## Exercise description
The answer should match the records character for character.

-- Task input follows --

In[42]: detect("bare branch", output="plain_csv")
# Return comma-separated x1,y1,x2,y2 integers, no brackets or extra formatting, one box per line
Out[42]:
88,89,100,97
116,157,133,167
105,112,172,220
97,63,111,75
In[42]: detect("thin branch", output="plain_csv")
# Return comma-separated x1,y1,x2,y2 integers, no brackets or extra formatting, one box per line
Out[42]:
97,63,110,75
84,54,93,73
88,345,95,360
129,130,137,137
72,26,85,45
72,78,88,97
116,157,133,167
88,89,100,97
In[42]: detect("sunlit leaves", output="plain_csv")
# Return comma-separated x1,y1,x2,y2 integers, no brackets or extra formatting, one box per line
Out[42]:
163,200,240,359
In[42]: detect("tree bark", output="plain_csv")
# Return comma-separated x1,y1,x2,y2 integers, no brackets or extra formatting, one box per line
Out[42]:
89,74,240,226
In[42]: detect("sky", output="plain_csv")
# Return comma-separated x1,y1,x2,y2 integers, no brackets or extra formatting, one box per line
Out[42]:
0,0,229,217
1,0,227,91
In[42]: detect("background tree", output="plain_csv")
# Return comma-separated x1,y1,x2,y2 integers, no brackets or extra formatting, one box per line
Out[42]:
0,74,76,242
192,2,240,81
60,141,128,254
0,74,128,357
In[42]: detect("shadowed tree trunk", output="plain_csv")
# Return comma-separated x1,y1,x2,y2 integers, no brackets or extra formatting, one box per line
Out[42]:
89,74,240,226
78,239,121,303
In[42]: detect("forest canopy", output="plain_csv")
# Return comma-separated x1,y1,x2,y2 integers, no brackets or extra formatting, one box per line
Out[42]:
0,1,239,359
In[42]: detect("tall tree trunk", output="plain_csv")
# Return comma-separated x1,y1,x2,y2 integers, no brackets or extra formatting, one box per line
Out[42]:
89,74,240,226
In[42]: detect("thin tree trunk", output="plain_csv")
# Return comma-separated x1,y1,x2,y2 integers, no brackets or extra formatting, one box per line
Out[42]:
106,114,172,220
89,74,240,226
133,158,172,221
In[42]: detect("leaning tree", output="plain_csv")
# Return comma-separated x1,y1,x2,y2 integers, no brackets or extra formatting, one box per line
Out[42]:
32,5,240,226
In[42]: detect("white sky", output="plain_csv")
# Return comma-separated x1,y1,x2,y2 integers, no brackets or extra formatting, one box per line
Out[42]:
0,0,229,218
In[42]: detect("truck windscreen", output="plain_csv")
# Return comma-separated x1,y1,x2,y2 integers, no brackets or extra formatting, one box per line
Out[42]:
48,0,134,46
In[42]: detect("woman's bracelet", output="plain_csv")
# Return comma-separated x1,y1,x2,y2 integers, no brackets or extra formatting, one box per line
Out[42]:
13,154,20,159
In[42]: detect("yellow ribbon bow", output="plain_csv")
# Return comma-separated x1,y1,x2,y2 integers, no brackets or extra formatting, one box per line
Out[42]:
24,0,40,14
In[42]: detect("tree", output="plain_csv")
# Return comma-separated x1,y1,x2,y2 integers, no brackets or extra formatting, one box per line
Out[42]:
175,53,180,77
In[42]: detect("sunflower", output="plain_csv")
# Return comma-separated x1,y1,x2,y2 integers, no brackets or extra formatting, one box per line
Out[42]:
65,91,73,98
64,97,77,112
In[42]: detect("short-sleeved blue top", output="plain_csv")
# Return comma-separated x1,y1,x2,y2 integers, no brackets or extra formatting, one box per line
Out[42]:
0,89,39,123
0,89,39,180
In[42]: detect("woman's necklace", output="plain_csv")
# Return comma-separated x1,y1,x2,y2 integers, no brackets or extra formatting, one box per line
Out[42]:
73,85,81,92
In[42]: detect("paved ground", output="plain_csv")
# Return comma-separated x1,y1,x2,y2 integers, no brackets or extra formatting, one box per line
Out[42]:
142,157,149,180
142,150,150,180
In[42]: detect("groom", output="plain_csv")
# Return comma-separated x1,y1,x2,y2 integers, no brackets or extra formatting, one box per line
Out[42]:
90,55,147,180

-- Task input concluded --

## Completed exercise
In[42]: detect("bare branch", output="plain_csv")
# Return comma-separated x1,y1,x2,y2 integers, no brackets or extra formatting, one box per line
Out[42]:
88,89,100,97
116,157,133,167
105,112,172,220
97,63,111,75
In[42]: detect("thin branch", output="plain_csv")
# Return comma-separated x1,y1,x2,y2 integers, no brackets or extra formatting, one box per line
Out[42]:
97,63,110,75
84,54,93,73
88,345,95,360
129,130,137,137
72,26,85,45
72,78,88,97
116,157,133,167
88,89,100,97
In[42]: detect("sunlit leaves", output="plain_csv")
# Return comma-separated x1,y1,x2,y2 integers, no brackets or extra formatting, one box per line
Out[42]:
163,200,240,359
In[42]: detect("tree bark", output="plain_csv")
# Return comma-separated x1,y1,x2,y2 integers, no brackets or extra formatting, one box per line
Out[42]:
89,74,240,226
In[42]: detect("sky", output="plain_csv")
# Return comma-separated x1,y1,x2,y2 integers, no brackets or extra formatting, one box per line
Out[42]:
0,0,229,217
1,0,227,91
In[42]: detect("background tree", output="plain_csv")
# Return comma-separated x1,y1,x2,y2 integers, no brackets or extra formatting, one box per line
Out[42]:
0,74,76,242
192,2,240,81
60,141,128,254
0,74,128,357
In[42]: detect("shadowed tree trunk", output="plain_csv")
# Return comma-separated x1,y1,x2,y2 integers, no brackets or extra formatting, one box per line
Out[42]:
89,74,240,226
78,239,121,303
In[42]: detect("forest canopy", output="plain_csv")
# Return comma-separated x1,y1,x2,y2 integers, no brackets or extra formatting, one box per line
Out[42]:
0,1,239,359
In[42]: detect("tall tree trunk", output="plain_csv")
# Return comma-separated x1,y1,x2,y2 integers, no brackets or extra formatting, one box per line
Out[42]:
89,74,240,226
In[42]: detect("thin tree trunk", output="plain_csv")
# Return comma-separated x1,y1,x2,y2 integers, no brackets or extra formatting, one box per line
Out[42]:
106,114,172,220
89,74,240,226
133,158,172,221
In[42]: detect("leaning tree", output="plain_csv")
# Return comma-separated x1,y1,x2,y2 integers, no brackets or extra formatting, one box per line
Out[42]:
32,5,240,226
In[42]: detect("white sky", output="plain_csv")
# Return comma-separated x1,y1,x2,y2 integers, no brackets or extra formatting, one box per line
Out[42]:
0,0,229,218
In[42]: detect("truck windscreen", output="plain_csv")
# Return comma-separated x1,y1,x2,y2 integers, no brackets or extra formatting, one box per line
Out[42]:
48,0,134,46
In[42]: detect("woman's bracelet", output="plain_csv")
# Return comma-separated x1,y1,x2,y2 integers, no brackets or extra formatting, one box per line
Out[42]:
13,154,20,159
In[42]: detect("yellow ribbon bow", output="plain_csv")
# Return comma-separated x1,y1,x2,y2 integers, no brackets or extra formatting, one box per line
Out[42]:
24,0,40,14
In[42]: detect("tree", output="plain_csv")
# Return comma-separated x1,y1,x2,y2 integers, no brackets or extra formatting, one box per line
Out[42]:
175,53,180,77
In[42]: detect("sunflower", output="plain_csv")
# Return comma-separated x1,y1,x2,y2 integers, no brackets or extra formatting, one box per line
Out[42]:
65,91,73,98
64,97,77,112
In[42]: detect("short-sleeved blue top", output="plain_csv")
# Return comma-separated x1,y1,x2,y2 integers, no brackets or extra formatting, one box per line
Out[42]:
0,89,39,123
0,89,39,180
In[42]: detect("woman's necklace", output="plain_csv")
# Return comma-separated x1,y1,x2,y2 integers, no brackets or extra formatting, one box per line
Out[42]:
73,85,81,92
In[42]: detect("paved ground", output="plain_csv")
# Return comma-separated x1,y1,x2,y2 integers, no brackets or extra formatting, one box per line
Out[42]:
142,157,149,180
142,150,150,180
In[42]: detect("groom", output="plain_csv")
# Return comma-separated x1,y1,x2,y2 integers, no brackets or extra formatting, one box per line
Out[42]:
90,55,147,180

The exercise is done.